==== TASK MATERIAL ====

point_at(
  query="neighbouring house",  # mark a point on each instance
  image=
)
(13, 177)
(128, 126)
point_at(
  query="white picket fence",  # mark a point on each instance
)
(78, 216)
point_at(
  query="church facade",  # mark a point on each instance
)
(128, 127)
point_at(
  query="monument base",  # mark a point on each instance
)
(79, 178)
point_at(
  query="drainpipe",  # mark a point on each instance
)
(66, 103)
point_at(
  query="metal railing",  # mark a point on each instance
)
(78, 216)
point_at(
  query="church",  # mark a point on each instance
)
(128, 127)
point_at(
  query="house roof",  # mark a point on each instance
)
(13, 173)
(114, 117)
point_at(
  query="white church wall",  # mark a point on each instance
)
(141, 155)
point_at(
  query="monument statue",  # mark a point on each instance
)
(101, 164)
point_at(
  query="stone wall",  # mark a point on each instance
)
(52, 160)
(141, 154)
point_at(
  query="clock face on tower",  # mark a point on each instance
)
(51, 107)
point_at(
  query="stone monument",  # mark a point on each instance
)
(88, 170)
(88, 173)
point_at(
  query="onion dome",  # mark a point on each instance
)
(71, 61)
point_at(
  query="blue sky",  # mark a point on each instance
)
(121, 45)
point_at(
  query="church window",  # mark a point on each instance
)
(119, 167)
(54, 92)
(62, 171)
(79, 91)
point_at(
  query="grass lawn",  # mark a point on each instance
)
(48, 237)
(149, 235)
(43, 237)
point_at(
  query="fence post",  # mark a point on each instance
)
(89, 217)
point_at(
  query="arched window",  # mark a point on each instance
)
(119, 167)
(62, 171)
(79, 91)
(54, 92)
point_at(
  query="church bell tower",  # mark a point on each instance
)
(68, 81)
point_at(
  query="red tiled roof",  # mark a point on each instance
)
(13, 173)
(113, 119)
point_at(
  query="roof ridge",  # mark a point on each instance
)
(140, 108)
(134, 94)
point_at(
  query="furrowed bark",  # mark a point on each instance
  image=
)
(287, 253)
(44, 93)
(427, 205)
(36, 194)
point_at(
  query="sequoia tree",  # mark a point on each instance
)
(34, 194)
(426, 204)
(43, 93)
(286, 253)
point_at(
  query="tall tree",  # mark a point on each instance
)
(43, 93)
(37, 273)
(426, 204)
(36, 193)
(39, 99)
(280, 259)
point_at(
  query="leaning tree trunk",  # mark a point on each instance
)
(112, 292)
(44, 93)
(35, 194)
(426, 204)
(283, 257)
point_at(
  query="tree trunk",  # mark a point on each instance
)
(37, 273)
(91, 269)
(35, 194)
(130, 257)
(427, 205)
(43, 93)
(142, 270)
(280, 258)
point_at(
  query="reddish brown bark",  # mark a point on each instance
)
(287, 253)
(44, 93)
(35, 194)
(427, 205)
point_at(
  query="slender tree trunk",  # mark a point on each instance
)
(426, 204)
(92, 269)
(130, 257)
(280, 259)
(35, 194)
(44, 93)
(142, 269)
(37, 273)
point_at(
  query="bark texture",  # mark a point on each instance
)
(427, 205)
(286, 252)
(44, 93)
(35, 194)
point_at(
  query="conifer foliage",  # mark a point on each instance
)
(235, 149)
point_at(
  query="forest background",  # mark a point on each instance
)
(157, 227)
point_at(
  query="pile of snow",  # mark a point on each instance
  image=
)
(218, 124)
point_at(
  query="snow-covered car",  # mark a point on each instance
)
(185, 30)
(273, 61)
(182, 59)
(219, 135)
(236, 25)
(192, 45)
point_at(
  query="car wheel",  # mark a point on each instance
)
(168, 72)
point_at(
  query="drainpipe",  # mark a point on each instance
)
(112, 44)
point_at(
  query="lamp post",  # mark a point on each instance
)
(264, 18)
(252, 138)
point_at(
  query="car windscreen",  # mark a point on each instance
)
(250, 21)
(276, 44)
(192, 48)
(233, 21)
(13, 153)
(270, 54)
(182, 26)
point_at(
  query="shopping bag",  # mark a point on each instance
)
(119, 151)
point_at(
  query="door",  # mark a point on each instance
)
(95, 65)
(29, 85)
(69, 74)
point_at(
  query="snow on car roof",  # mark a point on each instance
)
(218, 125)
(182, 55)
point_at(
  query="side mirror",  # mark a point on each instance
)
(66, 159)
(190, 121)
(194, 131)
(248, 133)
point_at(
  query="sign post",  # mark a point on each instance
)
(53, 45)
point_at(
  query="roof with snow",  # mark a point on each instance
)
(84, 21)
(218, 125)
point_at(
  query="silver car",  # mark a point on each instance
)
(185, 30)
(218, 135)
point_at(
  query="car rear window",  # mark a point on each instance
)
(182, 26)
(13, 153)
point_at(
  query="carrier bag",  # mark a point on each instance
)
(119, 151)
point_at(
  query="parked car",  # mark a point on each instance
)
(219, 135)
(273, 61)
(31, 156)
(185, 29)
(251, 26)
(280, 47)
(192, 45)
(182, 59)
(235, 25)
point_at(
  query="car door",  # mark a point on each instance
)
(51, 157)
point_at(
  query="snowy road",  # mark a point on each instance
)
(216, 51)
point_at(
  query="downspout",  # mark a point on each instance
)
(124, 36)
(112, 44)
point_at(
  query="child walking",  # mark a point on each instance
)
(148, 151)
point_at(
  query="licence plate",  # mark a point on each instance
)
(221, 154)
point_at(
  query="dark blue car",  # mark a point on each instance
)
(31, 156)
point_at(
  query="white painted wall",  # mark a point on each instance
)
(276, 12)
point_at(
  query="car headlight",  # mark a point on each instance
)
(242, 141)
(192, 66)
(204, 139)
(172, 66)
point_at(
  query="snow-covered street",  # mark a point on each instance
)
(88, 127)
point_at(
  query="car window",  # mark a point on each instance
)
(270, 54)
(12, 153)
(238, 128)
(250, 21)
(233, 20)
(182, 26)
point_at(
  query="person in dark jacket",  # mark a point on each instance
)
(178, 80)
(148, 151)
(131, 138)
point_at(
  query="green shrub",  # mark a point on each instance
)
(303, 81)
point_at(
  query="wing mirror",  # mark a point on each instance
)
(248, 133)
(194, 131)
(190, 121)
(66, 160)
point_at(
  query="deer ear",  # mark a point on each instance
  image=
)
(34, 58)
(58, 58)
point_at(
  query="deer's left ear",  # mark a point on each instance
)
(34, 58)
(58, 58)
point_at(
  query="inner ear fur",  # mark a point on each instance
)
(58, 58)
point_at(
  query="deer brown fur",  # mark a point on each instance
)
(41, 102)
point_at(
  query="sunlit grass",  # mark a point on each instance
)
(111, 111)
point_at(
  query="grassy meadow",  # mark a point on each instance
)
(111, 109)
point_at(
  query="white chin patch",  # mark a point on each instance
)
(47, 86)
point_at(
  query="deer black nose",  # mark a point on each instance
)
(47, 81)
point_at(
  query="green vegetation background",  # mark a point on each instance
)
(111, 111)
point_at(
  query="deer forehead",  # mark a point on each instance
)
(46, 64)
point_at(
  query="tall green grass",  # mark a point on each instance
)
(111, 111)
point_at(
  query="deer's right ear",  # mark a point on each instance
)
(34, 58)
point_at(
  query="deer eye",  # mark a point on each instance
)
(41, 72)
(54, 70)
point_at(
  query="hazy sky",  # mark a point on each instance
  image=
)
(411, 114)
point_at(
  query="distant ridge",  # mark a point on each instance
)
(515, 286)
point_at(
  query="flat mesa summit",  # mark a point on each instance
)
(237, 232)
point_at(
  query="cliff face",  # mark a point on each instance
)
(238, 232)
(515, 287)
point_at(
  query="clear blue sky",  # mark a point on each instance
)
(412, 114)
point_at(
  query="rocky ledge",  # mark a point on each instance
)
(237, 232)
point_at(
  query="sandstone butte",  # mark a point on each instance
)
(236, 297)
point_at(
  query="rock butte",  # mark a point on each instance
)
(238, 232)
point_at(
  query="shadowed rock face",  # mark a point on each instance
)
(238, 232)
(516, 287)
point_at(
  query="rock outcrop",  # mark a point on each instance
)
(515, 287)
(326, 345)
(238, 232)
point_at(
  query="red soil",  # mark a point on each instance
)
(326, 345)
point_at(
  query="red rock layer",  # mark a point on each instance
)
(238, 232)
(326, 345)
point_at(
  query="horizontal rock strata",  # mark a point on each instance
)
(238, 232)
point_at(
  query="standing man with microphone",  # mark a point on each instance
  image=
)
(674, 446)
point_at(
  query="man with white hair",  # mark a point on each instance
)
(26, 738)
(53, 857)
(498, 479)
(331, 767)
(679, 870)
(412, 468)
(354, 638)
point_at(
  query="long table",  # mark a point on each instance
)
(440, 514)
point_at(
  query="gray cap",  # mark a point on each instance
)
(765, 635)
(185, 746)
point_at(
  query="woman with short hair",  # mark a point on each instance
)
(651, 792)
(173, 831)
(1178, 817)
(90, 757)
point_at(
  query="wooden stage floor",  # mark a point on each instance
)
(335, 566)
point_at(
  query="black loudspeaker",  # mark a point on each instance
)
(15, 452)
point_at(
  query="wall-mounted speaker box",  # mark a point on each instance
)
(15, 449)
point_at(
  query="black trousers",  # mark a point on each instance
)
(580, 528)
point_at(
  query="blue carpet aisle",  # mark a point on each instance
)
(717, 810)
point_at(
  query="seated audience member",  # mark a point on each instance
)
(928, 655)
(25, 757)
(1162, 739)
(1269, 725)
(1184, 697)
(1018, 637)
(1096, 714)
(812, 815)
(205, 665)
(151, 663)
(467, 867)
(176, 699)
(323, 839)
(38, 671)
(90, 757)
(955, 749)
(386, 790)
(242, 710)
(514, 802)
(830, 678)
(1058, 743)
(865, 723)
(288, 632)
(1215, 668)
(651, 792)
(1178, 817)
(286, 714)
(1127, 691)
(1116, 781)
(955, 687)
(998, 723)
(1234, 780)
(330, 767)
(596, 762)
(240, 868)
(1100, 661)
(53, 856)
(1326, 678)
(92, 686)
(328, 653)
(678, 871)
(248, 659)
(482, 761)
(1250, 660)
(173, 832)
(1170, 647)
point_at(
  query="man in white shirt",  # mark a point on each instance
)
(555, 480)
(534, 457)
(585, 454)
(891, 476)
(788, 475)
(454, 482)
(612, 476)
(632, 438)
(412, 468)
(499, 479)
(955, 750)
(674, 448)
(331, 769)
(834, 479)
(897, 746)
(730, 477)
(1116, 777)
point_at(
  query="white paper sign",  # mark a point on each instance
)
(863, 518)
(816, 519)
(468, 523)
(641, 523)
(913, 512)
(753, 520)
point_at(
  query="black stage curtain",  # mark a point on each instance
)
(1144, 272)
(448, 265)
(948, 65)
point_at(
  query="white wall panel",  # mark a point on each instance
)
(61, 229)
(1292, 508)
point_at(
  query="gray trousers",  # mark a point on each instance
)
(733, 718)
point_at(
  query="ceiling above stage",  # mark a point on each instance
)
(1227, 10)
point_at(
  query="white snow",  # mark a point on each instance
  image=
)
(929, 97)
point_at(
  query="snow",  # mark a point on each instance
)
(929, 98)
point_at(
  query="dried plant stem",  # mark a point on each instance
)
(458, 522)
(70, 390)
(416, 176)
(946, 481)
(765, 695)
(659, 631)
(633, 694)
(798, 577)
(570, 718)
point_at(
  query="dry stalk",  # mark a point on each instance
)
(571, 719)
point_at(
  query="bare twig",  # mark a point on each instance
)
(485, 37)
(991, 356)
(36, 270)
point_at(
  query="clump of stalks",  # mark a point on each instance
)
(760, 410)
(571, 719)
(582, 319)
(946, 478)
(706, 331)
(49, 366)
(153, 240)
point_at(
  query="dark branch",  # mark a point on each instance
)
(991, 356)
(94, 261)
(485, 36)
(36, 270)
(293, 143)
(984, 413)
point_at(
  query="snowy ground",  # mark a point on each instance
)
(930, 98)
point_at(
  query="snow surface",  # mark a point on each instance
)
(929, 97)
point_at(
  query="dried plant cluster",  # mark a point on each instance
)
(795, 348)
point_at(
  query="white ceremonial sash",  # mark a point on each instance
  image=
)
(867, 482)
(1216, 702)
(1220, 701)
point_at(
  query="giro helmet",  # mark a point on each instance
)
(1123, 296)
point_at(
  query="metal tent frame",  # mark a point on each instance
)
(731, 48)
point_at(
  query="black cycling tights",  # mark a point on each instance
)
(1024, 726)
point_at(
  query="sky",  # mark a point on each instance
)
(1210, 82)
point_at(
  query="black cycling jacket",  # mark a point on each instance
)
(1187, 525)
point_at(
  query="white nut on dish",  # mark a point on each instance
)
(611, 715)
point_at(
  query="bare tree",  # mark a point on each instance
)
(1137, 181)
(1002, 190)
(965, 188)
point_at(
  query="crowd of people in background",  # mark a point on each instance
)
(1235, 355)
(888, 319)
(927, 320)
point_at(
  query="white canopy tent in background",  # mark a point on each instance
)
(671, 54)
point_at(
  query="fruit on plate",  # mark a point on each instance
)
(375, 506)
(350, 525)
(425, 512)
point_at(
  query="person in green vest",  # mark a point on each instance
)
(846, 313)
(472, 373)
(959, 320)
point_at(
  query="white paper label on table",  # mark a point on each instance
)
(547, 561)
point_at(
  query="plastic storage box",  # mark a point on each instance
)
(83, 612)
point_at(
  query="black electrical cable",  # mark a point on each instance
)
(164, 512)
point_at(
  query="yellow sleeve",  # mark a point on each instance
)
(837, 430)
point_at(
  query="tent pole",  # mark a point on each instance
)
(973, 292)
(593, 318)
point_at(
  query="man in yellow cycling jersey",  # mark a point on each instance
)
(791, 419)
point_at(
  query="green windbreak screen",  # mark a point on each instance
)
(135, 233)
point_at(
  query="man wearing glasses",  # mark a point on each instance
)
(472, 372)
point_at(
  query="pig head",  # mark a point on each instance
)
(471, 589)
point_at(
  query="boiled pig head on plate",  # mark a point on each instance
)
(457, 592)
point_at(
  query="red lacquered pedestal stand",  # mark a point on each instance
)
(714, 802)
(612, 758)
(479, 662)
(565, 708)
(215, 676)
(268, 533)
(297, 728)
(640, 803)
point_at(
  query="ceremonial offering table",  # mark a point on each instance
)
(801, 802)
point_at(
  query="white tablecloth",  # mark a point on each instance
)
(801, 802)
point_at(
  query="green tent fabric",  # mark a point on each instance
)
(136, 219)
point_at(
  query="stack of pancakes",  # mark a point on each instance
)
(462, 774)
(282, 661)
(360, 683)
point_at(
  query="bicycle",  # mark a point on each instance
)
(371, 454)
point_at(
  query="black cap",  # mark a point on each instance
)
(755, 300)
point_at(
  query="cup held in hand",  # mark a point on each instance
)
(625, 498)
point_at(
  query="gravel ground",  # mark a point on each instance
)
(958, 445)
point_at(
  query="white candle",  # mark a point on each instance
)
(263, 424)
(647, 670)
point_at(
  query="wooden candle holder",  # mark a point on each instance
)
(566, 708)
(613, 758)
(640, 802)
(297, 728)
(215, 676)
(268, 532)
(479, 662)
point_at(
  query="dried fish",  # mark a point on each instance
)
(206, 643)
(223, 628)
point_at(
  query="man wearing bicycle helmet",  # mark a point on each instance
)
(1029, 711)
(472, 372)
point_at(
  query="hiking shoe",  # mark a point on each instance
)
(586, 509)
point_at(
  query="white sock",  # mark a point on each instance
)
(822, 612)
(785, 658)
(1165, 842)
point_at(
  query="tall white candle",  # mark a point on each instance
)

====

INSTRUCTIONS FOR THE TASK: Filter the lines above and copy each one that contains the word "with". Case counts, so match only that exact capitalization.

RIGHT ANSWER:
  query="roof with snow",  # mark a point on each instance
  query="standing man with microphone",  # mark a point on each instance
  query="man with white hair",  # mark a point on each instance
  query="woman with short hair",  # mark a point on each instance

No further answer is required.